- STATED TASK:
Return the data exactly, with all pictures removed.

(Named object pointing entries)

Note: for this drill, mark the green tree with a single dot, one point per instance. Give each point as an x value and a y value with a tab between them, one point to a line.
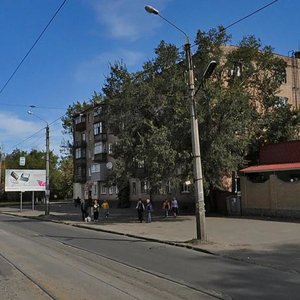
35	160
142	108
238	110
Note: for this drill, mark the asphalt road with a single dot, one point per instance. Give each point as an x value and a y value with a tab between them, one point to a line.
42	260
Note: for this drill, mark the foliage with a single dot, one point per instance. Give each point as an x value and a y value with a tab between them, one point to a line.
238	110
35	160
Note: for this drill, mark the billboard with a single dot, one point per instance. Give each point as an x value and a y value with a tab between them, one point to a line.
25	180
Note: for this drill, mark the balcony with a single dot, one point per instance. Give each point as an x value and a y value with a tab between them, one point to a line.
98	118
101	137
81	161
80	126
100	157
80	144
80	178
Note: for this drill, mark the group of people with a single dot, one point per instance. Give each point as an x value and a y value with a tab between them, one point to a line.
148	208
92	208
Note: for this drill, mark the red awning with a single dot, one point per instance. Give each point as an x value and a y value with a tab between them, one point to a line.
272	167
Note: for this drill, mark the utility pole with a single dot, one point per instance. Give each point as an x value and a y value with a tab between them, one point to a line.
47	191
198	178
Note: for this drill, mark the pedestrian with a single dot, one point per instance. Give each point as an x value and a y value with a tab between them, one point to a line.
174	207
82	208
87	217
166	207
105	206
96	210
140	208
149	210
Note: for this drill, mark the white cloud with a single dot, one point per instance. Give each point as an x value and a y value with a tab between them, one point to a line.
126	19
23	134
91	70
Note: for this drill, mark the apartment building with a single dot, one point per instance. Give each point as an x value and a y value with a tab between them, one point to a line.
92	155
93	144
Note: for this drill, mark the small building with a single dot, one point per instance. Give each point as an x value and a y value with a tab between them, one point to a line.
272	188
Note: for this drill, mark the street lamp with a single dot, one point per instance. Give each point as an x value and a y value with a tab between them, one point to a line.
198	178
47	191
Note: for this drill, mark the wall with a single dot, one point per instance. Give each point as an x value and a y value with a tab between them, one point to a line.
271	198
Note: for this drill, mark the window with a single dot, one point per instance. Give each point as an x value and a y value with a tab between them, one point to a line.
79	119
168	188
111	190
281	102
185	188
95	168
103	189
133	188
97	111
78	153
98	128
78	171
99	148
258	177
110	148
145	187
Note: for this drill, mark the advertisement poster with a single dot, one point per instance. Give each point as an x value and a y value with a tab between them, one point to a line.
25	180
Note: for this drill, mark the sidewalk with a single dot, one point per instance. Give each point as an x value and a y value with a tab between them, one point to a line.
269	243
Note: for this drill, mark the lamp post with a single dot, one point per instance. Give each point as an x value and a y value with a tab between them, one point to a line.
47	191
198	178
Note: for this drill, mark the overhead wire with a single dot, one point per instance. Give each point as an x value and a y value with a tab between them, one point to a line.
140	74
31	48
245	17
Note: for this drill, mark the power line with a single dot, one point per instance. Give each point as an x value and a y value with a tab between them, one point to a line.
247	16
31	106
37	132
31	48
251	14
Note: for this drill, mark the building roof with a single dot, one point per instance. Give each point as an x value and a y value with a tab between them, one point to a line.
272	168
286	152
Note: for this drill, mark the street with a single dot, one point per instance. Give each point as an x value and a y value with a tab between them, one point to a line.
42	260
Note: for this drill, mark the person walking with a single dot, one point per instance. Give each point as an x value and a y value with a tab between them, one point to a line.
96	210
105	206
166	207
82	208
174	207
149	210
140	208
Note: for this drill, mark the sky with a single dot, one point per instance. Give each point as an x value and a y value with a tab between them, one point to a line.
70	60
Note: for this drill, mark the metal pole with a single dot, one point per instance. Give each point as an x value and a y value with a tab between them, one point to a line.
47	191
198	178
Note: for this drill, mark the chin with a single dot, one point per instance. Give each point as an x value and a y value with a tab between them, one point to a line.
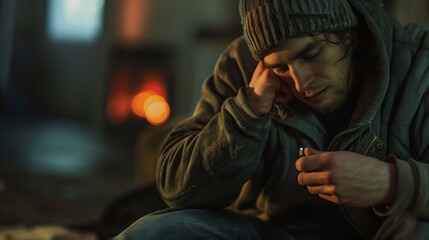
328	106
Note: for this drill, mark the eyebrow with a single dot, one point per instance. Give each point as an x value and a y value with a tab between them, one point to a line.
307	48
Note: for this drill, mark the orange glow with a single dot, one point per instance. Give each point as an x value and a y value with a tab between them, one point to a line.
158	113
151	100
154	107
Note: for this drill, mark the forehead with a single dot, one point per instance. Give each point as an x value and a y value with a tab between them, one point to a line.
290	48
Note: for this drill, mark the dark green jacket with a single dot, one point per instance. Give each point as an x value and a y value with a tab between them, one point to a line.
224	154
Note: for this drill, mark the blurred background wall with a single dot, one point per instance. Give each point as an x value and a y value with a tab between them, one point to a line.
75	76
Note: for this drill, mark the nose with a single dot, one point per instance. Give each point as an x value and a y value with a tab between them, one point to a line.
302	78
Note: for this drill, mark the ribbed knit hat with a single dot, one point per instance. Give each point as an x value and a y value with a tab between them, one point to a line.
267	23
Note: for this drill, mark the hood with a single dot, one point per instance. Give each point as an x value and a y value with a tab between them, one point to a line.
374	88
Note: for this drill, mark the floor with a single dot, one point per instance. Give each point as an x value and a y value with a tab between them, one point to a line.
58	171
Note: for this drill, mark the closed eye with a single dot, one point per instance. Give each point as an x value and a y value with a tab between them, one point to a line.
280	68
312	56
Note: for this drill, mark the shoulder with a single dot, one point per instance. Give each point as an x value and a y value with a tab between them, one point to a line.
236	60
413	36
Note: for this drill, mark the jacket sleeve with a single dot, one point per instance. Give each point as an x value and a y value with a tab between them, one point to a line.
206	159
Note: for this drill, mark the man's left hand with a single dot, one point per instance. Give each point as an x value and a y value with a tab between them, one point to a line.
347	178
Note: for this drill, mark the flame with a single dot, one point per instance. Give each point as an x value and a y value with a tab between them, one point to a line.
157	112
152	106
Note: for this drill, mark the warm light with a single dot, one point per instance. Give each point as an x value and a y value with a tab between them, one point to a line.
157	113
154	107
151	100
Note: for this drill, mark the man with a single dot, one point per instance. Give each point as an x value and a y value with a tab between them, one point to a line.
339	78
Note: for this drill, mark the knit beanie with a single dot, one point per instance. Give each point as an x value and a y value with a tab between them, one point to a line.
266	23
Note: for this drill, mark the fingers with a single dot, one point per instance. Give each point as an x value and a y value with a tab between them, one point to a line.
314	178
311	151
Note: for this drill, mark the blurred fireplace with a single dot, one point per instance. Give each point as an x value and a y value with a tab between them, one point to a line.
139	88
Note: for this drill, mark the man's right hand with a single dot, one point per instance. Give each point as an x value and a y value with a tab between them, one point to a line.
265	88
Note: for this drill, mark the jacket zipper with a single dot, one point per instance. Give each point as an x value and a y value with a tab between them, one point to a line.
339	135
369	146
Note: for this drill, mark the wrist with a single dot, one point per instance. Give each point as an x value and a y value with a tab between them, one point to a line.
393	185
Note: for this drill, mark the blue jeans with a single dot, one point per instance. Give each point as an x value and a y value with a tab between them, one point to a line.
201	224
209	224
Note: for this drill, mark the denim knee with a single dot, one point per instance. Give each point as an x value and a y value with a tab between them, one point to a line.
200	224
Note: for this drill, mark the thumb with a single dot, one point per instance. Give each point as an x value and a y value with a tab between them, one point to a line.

- SOLUTION BELOW:
Note: for this drill, mark the green tree with a single dot, one point per instance. Give each point as an x value and a y value with a tab between them, one point to a line.
35	160
142	108
238	110
Note: for this drill, mark the asphalt road with a single dot, one point per instance. Give each point as an x value and a y value with a tab between them, one point to a line.
42	260
Note: for this drill, mark the foliage with a single dot, one point per instance. Give each point as an x value and a y value with a tab between them, one point to a line.
238	110
35	160
Note: for this drill, mark the billboard with a single dot, one point per instance. Give each point as an x value and a y value with a tab between them, one point to a line.
25	180
Note: for this drill, mark the balcony with a single dot, one point per instance. Give each point as an x value and a y value with a tab between them, one point to a line.
98	118
101	137
81	161
80	126
100	157
80	144
80	178
Note: for this drill, mark the group of people with a single dot, one point per instance. Give each point as an x value and a y value with a tab between them, one point to a line.
148	208
92	208
Note: for this drill, mark the red awning with a single dot, one point per instance. Give each point as an x value and a y value with a tab between them, one point to a line.
272	167
Note: for this drill, mark the utility pole with a single dot, one point per instance. Give each point as an x value and a y value with a tab between them, one point to a line.
47	191
198	178
Note: for this drill, mark the pedestrian with a single dot, one point per instance. Give each point as an x value and a y value with a tab between them, one point to a line.
174	207
82	208
87	217
166	207
105	206
96	210
140	208
149	210
Note: for this drill, mark the white cloud with a single dot, one point per instance. Give each point as an x value and a y value with a tab between them, one point to a line.
126	19
23	134
91	70
Note: for this drill, mark the apartment building with a single dot, one point per instance. Give each point as an x value and a y value with a tab between them, one point to a line.
92	155
93	144
Note: for this drill, mark the small building with a single dot, one point per instance. Give each point as an x value and a y value with a tab between them, one point to a line.
272	188
Note: for this drill, mark the street lamp with a single dot, one point per instance. Give each point as an x value and a y value with a tab between them, one point to a line.
198	178
47	191
Note: for this drill, mark the wall with a single dot, one point per instance. Give each point as an x value and a y value with a tab between them, one point to a line.
271	198
Note: for this drill, mark the window with a single dot, one point per instance. Give each point as an x value and a y value with a tab between them, one point to a line.
79	119
168	188
111	190
281	102
185	188
95	168
103	189
133	188
97	111
78	153
98	128
78	171
99	148
258	177
110	148
145	187
Note: for this drill, mark the advertisement poster with a single dot, one point per instance. Give each point as an x value and a y value with a tab between them, one point to a line.
25	180
Note: for this drill, mark the sidewalk with a single dot, one point per instance. Give each point as an x value and a y value with a tab between them, one point to a line.
269	243
Note: for this drill, mark the lamp post with a single dot, one point per instance. Give each point as an x value and a y value with a tab between them, one point to a line.
47	191
198	178
Note: for this drill, mark the overhead wire with a single dot, one point per instance. Give each point as an x value and a y value with a tab between them, one point to a line.
140	74
31	48
245	17
Note: for this drill, mark the power line with a single dot, one point per instance. Give each point as an x value and a y value with a tab between them, one point to a line.
247	16
31	106
37	132
31	48
251	14
Note: for this drill, mark the building roof with a single dot, one point per instance. Give each point as an x value and a y value with a tab between them, one point to a line.
272	168
286	152
Note: for this drill, mark the street with a single dot, one point per instance. Give each point as an x value and a y value with a tab between them, one point to a line.
42	260
Note: for this drill, mark the person walking with a single dot, one point per instance. Give each point as an x value and a y value with a tab between them, one point to a line.
96	210
105	206
166	207
82	208
174	207
149	210
140	208
Note: for this drill, mark the sky with a single dot, one point per instance. Give each point as an x value and a y value with a tab between them, one point to a line.
70	60
Note: for this drill, mark the metal pole with a single dot, one point per instance. Give each point as an x value and a y value with a tab between them, one point to a line.
47	191
198	178
Note: for this drill, mark the chin with a single dot, one point per instance. Give each point as an x value and a y value with a tab between them, one point to a line.
328	106
Note: for this drill, mark the eyebrow with a single dot, one point per instance. Give each point as an x value and a y value with a tab between them, one point to a line.
307	48
Note: for this drill, mark the orange glow with a single dot, one point per instance. Give each point as an x value and a y value with a tab between them, one point to a line.
158	113
151	100
154	107
Note: for this drill, mark the forehead with a single dot, one point per instance. Give each point as an x value and a y value with a tab between them, one point to a line.
290	48
Note: for this drill, mark the dark green jacket with a single dot, one point per instance. Give each point as an x value and a y value with a tab between them, one point to a line.
224	154
Note: for this drill, mark the blurred background wall with a single dot, one point per instance. Give each point as an x value and a y value with a tab between them, one point to a line.
75	76
Note: for this drill, mark the nose with a single dot, one point per instance. Give each point as an x value and a y value with a tab between them, one point to a line.
302	78
Note: for this drill, mark the ribbed knit hat with a single dot, one point per instance. Give each point as an x value and a y value with a tab between them, one point to a line.
267	23
Note: for this drill, mark the hood with a single dot, one point per instance. Give each point as an x value and a y value with a tab between them, one point to a line.
374	88
Note: for this drill, mark the floor with a single dot, one point per instance. Give each point as an x value and a y value with a tab between them, one point to a line.
58	171
Note: for this drill, mark the closed eye with a single dot, one point per instance. Give each point as an x value and a y value with a tab between them, one point to a line.
280	68
312	56
Note: for this drill, mark the shoulder with a single dot, one point per instance. Give each point as an x value and a y value with a tab between them, one point to a line.
236	60
413	36
Note: for this drill, mark the jacket sleeve with a single dot, one point per instance. Give each point as an x value and a y value with a tab between them, one point to a line.
206	159
Note: for this drill, mark the man's left hand with a single dot, one point per instance. Give each point as an x value and a y value with a tab between them, one point to a line.
347	178
Note: for this drill, mark the flame with a single dot, one point per instance. Give each point as an x value and a y value with a tab between them, one point to a line.
157	112
152	106
Note: for this drill, mark the warm light with a single dot, one point per instance. Give each point as an x value and a y value with a tab between them, one point to a line.
157	113
154	107
151	100
Note: for this drill, mark the man with a single dot, one point per instance. Give each point as an x value and a y value with a tab between them, one point to a line.
339	78
Note: for this drill, mark the knit beanie with a single dot, one point per instance. Give each point as an x value and a y value with a tab between them, one point to a line.
266	23
Note: for this drill, mark the fingers with a single dot, one point per instance. Give each point as an x value and a y value with a tab between them, one point to a line.
314	178
311	151
Note: for this drill, mark the blurred fireplace with a single dot, one point per instance. Give each point as an x value and a y value with a tab between them, one point to a line.
139	88
Note: for this drill, mark the man's right hand with a single dot, one point per instance. Give each point as an x value and a y value with a tab between them, one point to a line.
265	88
Note: for this drill, mark the jacket zipper with a single dot, one point per instance. Give each point as an x value and a y value with a tab between them, one point to a line.
339	135
369	146
Note: for this drill, mark the wrist with a single dot, one point per instance. Give each point as an x value and a y value with a tab between them, one point to a line.
393	185
Note: for this drill, mark the blue jeans with a single dot, one point per instance. Give each point as an x value and a y value with a tab between them, one point to a line.
201	224
209	224
Note: for this drill, mark the denim knee with a single dot, one point per instance. Give each point as an x value and a y value with a tab between them, one point to a line.
200	224
Note: for this drill, mark the thumb with a single dot, one point per instance. Give each point as an x value and a y value with a tab between them, one point to a line.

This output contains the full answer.